抜粋:
((

全世界に福音が行き渡っていくことは、パウロが抱いた理想でした。そんなパウロの思いを知っていたであろうフィリピ教会の人たちは、パウロが投獄されていることを耳にしたとき、パウロがどれほど落胆しているのかを想像したことでしょう。
でも、驚いたことに、パウロは喜んでいます。投獄され、鎖に繋がれ、自由を奪われている自分のこの現状が、「かえって福音の前進につながった」(12節)からです。投獄がきかっけとなり、パウロは兵士たちにキリストを伝える機会を得ました。また、パウロが捕らえられたことを知り、立ち上がった人びともいました。パウロを貶めたいという悪い動機を持っていた人がいたとしても、結果的にキリストの名が広まり、福音が広まっていったことをパウロは知りました。

))

作業用データ:
((

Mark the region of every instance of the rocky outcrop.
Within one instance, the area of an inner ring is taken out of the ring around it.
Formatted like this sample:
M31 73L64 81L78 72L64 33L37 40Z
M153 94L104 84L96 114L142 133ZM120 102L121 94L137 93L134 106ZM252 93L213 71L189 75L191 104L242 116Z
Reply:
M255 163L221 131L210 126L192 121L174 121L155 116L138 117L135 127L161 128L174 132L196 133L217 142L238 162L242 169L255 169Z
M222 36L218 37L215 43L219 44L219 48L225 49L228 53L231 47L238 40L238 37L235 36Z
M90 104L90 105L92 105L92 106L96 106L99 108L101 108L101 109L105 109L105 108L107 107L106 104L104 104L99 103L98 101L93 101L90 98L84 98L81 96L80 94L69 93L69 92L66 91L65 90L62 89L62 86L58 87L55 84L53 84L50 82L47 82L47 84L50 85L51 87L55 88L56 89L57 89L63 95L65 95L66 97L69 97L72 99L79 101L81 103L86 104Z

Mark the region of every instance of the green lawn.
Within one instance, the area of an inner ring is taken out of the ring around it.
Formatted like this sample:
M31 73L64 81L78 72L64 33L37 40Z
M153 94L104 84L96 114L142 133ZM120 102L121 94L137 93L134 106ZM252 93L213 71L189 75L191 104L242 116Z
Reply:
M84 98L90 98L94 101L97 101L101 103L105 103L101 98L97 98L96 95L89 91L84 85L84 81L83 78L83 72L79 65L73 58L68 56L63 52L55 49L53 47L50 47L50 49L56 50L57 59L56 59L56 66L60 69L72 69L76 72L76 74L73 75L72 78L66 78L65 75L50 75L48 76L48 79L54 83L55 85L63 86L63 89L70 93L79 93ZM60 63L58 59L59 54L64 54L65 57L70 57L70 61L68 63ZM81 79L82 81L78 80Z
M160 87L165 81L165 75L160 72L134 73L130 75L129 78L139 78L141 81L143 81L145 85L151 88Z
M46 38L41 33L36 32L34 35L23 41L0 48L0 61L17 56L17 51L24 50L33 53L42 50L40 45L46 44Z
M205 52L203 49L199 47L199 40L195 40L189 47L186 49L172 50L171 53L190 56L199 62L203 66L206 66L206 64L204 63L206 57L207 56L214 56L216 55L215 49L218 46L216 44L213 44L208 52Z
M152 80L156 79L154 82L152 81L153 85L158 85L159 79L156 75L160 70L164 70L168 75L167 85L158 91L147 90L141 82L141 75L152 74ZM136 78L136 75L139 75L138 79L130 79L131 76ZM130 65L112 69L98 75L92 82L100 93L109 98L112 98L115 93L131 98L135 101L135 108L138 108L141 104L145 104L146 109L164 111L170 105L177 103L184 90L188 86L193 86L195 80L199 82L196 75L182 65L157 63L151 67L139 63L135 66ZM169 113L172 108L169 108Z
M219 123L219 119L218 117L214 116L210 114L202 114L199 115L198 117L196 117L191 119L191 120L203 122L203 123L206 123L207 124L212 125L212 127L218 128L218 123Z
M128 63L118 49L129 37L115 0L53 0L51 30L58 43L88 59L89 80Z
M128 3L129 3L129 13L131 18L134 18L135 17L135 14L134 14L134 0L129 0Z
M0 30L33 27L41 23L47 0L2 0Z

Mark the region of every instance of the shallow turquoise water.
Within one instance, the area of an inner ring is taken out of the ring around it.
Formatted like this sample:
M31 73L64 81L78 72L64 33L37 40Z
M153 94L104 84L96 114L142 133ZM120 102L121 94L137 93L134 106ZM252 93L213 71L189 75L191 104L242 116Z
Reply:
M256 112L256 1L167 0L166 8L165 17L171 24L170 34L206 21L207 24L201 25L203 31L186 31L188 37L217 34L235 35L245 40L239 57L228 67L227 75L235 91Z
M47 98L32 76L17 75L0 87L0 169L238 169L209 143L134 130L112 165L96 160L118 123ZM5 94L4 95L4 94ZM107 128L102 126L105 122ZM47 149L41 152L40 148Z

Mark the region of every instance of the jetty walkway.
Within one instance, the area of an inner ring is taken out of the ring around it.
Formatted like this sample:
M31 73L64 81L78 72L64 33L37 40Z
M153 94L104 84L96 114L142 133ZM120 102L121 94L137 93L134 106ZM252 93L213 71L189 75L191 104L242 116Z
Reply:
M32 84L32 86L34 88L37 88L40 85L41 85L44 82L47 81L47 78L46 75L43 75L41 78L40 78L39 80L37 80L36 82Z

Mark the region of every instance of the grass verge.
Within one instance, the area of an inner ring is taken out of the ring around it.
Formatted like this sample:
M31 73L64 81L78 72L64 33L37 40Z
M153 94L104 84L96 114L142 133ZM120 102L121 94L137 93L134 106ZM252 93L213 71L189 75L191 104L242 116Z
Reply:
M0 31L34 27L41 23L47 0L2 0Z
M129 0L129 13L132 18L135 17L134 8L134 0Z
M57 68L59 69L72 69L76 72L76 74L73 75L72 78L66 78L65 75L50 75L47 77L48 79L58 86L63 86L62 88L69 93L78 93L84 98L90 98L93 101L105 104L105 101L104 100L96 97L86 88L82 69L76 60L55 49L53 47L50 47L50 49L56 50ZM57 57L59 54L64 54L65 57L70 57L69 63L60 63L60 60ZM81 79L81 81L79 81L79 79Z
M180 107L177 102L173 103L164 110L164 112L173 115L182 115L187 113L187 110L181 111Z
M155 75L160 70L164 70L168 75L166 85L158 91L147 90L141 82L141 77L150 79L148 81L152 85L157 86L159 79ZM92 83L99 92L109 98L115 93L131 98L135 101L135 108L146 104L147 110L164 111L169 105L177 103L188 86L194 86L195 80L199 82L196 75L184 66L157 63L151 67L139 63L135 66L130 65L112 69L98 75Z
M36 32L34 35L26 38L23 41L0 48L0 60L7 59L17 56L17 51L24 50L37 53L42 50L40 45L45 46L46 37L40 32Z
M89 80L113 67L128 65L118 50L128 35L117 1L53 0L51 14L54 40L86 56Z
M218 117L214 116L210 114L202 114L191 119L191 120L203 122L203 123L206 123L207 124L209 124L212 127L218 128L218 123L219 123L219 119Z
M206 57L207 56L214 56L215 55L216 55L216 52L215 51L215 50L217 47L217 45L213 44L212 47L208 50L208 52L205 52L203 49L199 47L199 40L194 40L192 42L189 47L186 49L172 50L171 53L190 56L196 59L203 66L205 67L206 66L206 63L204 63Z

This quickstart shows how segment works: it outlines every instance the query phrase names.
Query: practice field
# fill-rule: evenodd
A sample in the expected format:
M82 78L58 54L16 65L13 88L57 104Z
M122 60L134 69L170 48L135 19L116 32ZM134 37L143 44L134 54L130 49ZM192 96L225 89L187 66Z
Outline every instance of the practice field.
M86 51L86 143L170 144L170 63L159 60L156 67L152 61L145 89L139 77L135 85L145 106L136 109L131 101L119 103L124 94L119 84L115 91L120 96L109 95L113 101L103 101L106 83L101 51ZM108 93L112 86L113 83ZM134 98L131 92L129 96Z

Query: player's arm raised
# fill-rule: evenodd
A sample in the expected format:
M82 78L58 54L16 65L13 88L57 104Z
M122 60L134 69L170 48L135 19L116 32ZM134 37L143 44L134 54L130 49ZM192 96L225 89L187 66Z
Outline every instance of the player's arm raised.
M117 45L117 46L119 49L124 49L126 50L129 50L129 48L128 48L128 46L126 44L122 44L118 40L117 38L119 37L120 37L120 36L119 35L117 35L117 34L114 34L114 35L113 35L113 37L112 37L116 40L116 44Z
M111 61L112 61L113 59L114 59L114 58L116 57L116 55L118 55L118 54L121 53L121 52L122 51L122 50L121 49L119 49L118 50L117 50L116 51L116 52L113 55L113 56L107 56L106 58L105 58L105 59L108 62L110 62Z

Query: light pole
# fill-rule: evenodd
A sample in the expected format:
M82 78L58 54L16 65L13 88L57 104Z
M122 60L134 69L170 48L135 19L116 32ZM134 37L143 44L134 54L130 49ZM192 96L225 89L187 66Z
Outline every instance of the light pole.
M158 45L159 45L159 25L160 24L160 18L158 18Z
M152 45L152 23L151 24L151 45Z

))

取り組む問題:
a) エントリーのうち「Query: light pole」を含む行からエントリーの末尾までの範囲を、「light pole」を「utility pole」に置き換えて書き直せ。それ以外は変えないこと。
b) パウロの投獄と福音の前進についての文章を、最後の文の後から書き継げ。

解答一覧:
a)
Query: utility pole
# fill-rule: evenodd
A sample in the expected format:
M82 78L58 54L16 65L13 88L57 104Z
M122 60L134 69L170 48L135 19L116 32ZM134 37L143 44L134 54L130 49ZM192 96L225 89L187 66Z
Outline every instance of the utility pole.
M158 45L159 45L159 25L160 24L160 18L158 18Z
M152 45L152 23L151 24L151 45Z

b)
たしかにそれはパウロの理想通りの福音の広がり方ではなかったと思います。けれども、パウロが直面した障害や困難さえも、神が用いて、神ご自身がその目的を実現してくださることをパウロは知りました。自分は逮捕され、不自由であるけれど、「かえって福音の前進につながった」と。
パウロがここで使っている「前進する」と訳されているギリシア語の単語は、障害や困難を切り開いて前進していくという意味です。障害を乗り越え、切り開いて、確かに福音は前進しているというパウロの強い確信がこの言葉には込められています。
パウロが生きた時代から2000年近い時が流れて、今、キリストの福音はどれほどこの世界に、この社会に広がっているのでしょうか。教会はあり、福音は語られているけど、この世界には争いも、不正義も、不平等があり、人間の悪がはびこっています。まだまだキリストの福音が前進を求めているのは明らかです。キリストの平和や憐れみがもっともっとこの世界に浸透していく必要があります。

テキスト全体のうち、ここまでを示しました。